**READING PASSAGE:**
# # # #

Key Experimental Results¶

Main Results (Open-Set Evaluation)¶

Dataset	Metric	MAVias	JTT (2nd best)	LfF	Gain (vs. 2nd best)
CelebA	WG Acc	66.7%	31.5%	14.7%	+35.2%
CelebA	Avg Acc	81.4%	61.6%	67.1%	+14.0%
Waterbirds	WG Acc	75.4%	64.7%	30.0%	+10.7%
Waterbirds	Avg Acc	87.5%	85.2%	72.7%	+2.3%
UrbanCars	WG Acc	84.4%	69.0%	34.6%	+15.4%
UrbanCars	Avg Acc	89.3%	77.8%	61.0%	+11.5%
ImageNet9 MIXED-NEXT	Acc	88.26%	87.56%	78.70%	+0.70%
ImageNet9 NO-FG	Acc	53.02%	59.84%	61.07%	−6.82% (↓ better)
ImageNet9 ONLY-BG-B	Acc	21.83%	29.71%	34.82%	−7.88% (↓ better)

Ablation Study (Bias Detection Effectiveness)¶

Dataset	Top Detected Bias Tags	Consistent with Known Biases
CelebA	man, woman, suit, tie, dress	✓ Gender bias recovered + additional biases found
Waterbirds	background (water, bamboo, branch)	✓ Background bias precisely captured
UrbanCars	path, forest, hydrant, park	✓ Urban/rural background bias captured
ImageNet9	10 irrelevant tags per class	Newly discovered (color, texture, background)

Key Findings¶

Dominant advantage in open-set settings: Existing BU methods (LfF, JTT, Debian, FLAC-B) perform poorly in multi-bias scenarios, while MAVias achieves substantial gains across all datasets.
Greatly reduced background dependency on ImageNet9: On the ONLY-BG-B test set (background only), MAVias reduces accuracy from 35.18% (vanilla) to 21.83%, indicating the model no longer relies on background cues for prediction.
Bias discovery beyond predefined attributes: On CelebA, MAVias not only recovers the known gender bias but also identifies novel bias sources such as clothing items (suit, tie).

Highlights & Insights¶

Effective composition of foundation models: RAM, GPT-4o, and OpenCLIP each serve a distinct role, forming a complete pipeline from visual feature extraction → semantic filtering → multimodal encoding. This "foundation model toolchain" paradigm is transferable to many tasks requiring open-set understanding.

# # # #

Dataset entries
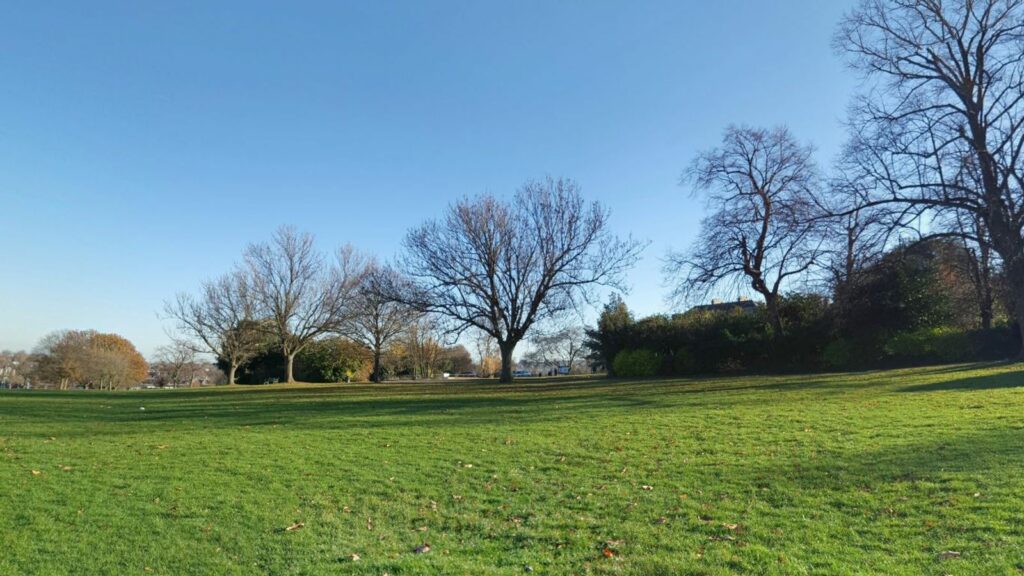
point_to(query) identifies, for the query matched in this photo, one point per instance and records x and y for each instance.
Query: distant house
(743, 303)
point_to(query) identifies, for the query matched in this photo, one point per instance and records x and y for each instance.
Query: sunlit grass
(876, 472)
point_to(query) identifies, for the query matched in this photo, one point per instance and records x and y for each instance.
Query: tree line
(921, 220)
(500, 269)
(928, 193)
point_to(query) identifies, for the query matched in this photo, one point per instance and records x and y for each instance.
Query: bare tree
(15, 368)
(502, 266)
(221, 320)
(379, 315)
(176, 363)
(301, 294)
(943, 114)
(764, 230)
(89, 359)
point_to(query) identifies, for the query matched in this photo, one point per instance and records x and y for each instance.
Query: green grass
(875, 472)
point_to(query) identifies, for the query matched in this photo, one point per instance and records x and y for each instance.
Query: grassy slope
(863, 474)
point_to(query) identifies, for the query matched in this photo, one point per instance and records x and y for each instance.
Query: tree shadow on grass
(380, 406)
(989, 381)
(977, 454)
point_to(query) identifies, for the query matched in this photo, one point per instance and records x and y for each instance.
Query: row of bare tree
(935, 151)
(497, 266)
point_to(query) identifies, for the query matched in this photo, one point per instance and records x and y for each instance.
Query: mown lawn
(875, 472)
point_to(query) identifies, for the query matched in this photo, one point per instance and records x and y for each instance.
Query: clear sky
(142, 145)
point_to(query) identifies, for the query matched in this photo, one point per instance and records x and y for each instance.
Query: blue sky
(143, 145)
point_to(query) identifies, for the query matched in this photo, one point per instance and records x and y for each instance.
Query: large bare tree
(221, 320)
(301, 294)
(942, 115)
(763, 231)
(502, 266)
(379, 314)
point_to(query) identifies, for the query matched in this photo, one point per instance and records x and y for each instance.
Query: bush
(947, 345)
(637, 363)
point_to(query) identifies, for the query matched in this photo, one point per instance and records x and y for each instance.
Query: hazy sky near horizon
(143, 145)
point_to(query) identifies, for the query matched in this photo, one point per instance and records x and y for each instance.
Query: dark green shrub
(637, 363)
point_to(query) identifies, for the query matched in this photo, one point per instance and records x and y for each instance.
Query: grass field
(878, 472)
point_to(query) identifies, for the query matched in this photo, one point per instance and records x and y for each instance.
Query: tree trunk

# # # #

**ACTIVITY A:**
According to the key experimental results section, what accuracy does the vanilla model reach on the ONLY-BG-B test set?
**ACTIVITY B:**
Reproduce the stretch of the key experimental results section from "Dominant advantage in" through "across all datasets.".

**TASK ANSWER A:**
35.18%

**TASK ANSWER B:**
Dominant advantage in open-set settings: Existing BU methods (LfF, JTT, Debian, FLAC-B) perform poorly in multi-bias scenarios, while MAVias achieves substantial gains across all datasets.